Entries provided:

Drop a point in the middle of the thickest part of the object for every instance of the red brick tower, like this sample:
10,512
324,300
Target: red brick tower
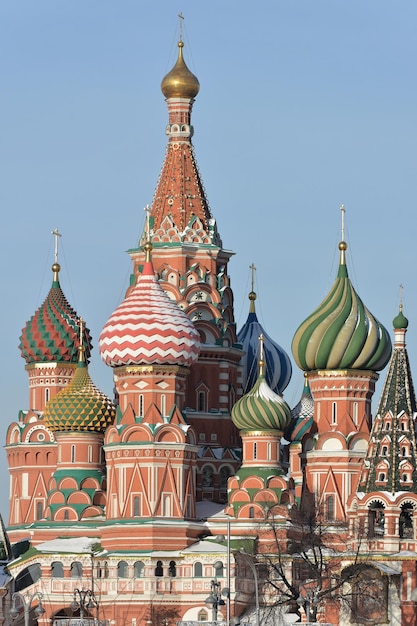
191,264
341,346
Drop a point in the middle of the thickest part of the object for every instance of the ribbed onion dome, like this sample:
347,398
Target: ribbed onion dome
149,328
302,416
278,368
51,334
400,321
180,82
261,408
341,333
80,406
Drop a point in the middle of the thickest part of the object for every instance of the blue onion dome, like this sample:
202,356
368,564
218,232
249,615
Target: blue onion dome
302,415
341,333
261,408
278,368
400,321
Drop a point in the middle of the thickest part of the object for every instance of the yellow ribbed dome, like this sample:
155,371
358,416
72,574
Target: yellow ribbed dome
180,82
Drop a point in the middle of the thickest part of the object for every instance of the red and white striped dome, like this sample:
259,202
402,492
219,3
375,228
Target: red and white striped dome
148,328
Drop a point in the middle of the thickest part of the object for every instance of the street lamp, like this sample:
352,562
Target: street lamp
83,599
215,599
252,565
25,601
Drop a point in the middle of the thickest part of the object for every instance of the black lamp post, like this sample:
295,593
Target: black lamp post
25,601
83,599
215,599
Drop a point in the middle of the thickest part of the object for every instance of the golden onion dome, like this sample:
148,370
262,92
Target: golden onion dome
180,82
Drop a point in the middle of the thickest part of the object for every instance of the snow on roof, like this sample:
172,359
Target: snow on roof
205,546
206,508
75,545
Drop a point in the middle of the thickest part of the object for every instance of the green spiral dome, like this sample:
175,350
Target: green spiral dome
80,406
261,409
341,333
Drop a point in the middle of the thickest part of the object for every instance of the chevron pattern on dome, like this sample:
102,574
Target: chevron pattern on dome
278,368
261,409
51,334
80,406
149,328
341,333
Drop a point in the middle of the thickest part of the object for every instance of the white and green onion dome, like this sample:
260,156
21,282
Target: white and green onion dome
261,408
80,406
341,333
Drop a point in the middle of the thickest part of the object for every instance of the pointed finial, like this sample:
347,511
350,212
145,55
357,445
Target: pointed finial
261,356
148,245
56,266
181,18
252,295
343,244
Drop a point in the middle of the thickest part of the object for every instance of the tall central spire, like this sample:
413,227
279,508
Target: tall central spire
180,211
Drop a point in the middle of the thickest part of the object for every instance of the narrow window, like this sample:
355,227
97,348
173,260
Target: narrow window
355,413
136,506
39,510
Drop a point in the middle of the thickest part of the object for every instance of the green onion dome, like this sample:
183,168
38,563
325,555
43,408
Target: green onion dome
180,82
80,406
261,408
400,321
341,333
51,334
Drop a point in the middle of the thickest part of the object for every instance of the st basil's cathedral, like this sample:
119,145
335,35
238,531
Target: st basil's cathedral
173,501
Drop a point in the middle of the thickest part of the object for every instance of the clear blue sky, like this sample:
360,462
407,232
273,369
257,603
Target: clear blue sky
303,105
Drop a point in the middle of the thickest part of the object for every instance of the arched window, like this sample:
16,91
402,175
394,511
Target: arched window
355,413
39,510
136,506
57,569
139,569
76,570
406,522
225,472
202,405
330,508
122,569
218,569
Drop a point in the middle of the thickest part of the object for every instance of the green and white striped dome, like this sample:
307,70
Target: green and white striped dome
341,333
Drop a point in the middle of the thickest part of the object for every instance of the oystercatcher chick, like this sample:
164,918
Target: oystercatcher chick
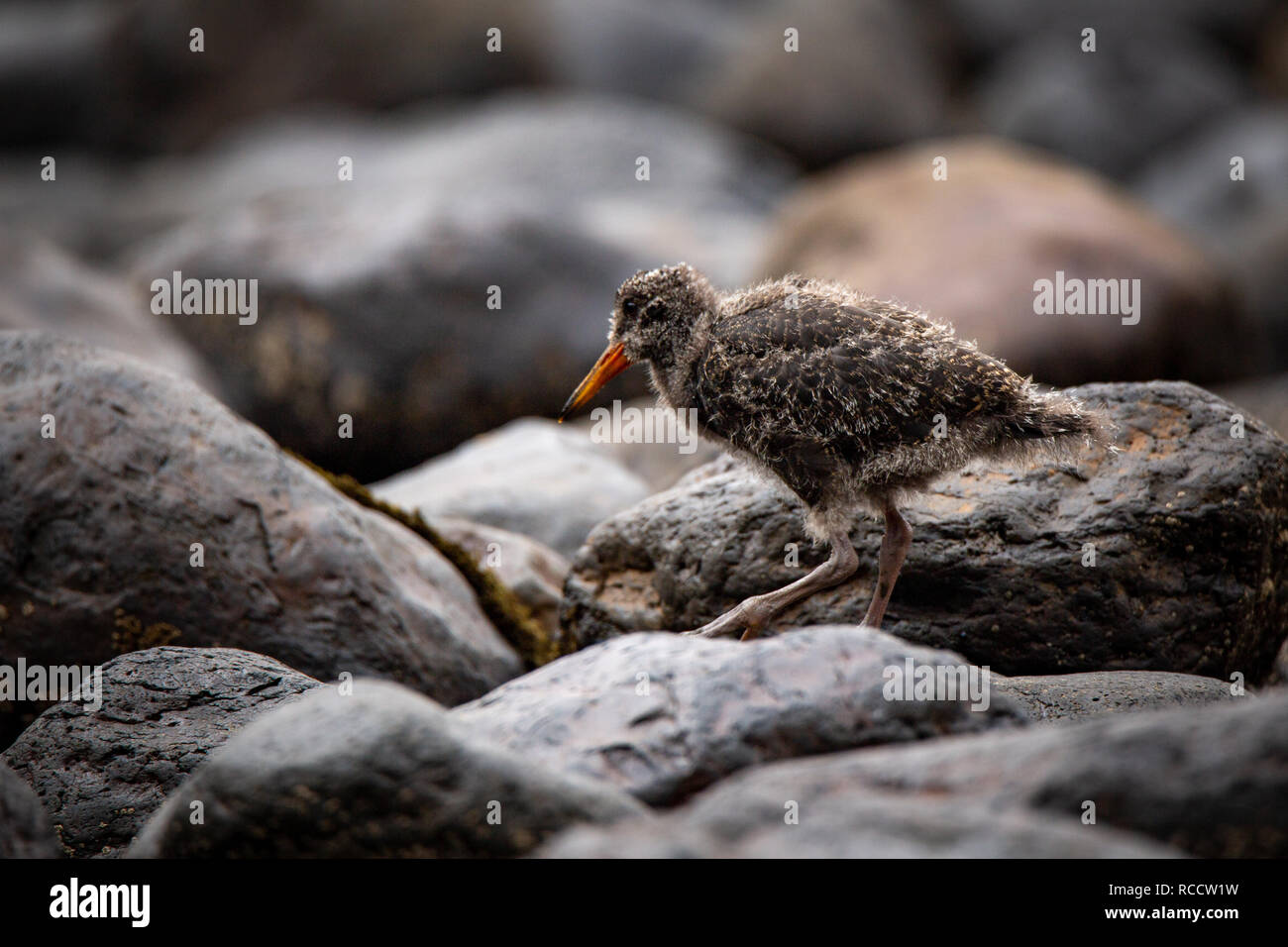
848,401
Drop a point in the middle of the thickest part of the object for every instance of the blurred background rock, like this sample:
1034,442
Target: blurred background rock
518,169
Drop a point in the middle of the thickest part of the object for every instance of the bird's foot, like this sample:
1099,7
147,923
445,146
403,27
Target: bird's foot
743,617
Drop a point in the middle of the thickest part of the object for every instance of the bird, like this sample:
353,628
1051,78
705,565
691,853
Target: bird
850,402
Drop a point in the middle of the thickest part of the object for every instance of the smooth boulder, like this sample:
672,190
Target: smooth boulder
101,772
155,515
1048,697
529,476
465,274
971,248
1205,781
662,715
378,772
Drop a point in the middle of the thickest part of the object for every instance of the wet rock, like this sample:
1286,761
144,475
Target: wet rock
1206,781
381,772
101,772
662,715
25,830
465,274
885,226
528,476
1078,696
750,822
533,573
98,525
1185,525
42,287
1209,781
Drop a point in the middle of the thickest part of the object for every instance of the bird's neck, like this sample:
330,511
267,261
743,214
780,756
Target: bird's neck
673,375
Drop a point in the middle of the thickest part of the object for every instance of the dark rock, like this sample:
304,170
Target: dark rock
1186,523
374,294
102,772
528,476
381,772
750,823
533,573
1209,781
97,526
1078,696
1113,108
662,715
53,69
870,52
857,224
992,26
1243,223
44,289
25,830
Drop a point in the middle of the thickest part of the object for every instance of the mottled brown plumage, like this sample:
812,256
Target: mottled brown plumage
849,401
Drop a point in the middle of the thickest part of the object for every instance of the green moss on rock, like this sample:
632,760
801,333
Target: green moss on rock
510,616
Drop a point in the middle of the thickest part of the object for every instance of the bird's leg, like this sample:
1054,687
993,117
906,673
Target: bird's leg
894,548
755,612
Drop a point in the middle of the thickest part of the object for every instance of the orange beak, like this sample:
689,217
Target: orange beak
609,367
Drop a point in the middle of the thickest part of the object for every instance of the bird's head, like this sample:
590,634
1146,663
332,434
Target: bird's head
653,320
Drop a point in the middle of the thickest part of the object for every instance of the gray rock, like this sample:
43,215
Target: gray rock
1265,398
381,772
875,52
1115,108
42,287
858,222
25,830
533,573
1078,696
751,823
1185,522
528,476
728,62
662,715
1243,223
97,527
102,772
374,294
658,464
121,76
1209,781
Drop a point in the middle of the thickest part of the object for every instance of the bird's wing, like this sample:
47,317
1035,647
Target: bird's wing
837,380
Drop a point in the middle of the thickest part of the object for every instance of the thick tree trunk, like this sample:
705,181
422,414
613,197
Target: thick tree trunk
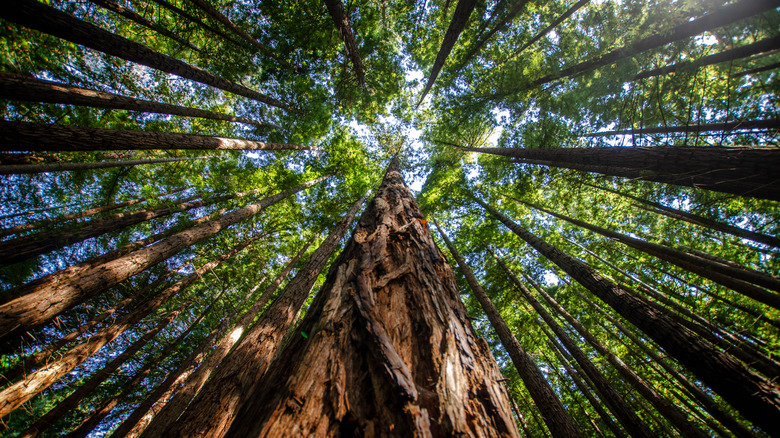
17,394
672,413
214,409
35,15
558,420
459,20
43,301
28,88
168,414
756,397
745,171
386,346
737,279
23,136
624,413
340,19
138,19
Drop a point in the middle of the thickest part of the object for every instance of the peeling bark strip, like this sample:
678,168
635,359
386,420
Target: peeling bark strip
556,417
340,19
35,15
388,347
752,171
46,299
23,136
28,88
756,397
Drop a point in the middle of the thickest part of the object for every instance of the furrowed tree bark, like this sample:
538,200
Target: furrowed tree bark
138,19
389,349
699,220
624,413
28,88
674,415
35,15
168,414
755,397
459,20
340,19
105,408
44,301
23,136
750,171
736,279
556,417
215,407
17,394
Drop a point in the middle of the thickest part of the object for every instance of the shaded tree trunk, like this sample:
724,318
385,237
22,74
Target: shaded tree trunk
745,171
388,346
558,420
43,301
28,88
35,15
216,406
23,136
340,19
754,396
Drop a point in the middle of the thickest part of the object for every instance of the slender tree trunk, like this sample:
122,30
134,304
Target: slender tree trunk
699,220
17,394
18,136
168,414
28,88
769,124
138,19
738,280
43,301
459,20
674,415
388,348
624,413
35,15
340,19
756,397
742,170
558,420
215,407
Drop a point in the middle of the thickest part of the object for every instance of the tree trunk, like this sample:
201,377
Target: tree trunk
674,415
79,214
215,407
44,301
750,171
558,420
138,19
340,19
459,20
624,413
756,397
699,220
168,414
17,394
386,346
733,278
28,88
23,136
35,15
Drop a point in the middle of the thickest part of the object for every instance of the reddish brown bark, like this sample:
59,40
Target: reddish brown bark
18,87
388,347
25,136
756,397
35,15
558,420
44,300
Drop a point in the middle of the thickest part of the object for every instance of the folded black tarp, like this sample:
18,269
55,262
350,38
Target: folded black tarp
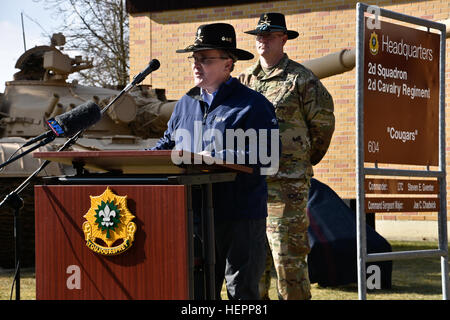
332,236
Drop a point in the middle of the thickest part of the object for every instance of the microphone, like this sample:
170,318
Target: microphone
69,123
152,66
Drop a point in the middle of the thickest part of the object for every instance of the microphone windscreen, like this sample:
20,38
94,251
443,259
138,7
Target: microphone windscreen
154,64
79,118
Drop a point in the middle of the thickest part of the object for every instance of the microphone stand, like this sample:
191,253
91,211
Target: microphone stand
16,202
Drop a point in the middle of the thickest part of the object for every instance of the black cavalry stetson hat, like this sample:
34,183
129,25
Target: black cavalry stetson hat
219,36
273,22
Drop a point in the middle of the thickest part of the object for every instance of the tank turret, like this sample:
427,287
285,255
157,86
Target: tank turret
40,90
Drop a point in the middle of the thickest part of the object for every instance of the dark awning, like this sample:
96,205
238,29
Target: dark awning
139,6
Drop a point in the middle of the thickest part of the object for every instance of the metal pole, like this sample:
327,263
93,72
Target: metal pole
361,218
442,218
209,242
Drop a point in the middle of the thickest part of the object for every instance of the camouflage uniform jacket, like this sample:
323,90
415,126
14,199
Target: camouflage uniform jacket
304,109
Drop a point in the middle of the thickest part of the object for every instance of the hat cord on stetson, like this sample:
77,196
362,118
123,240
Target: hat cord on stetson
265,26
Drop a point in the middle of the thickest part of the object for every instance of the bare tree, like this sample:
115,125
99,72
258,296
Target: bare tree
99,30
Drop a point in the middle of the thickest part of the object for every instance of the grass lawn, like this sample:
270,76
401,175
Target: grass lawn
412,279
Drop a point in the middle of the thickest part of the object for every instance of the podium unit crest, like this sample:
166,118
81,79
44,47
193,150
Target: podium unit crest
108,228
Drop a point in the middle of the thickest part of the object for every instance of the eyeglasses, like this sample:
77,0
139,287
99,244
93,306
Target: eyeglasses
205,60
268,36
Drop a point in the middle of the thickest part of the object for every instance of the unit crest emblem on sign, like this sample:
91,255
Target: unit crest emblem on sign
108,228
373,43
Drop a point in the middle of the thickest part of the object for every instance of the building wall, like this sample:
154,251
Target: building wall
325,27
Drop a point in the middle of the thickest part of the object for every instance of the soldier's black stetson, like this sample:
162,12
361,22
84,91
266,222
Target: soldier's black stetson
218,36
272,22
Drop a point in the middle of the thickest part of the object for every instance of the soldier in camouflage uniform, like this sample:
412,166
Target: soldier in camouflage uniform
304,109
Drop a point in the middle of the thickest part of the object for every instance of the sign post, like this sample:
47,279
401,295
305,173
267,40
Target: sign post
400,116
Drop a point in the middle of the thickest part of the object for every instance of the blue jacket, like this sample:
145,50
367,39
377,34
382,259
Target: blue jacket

Given exercise: Rewrite every line from the one containing "the soldier in" through the end of the items, requests included, and shift each number in the answer point coordinates by -100.

Answer for this exercise:
Drop a point in the middle of the thickest part of the object for every instance of the soldier in camouflage uniform, like this sample:
412,166
Target: soldier in camouflage uniform
204,9
Drop a point in the middle of the thickest part of the object for every instance of the sign post, like this sample:
47,279
401,295
305,173
267,40
Target: sign post
300,16
Drop a point in the middle of the thickest part of the object for every instance of the blue jacket, like this sample:
145,50
367,39
377,34
382,259
Target: blue jacket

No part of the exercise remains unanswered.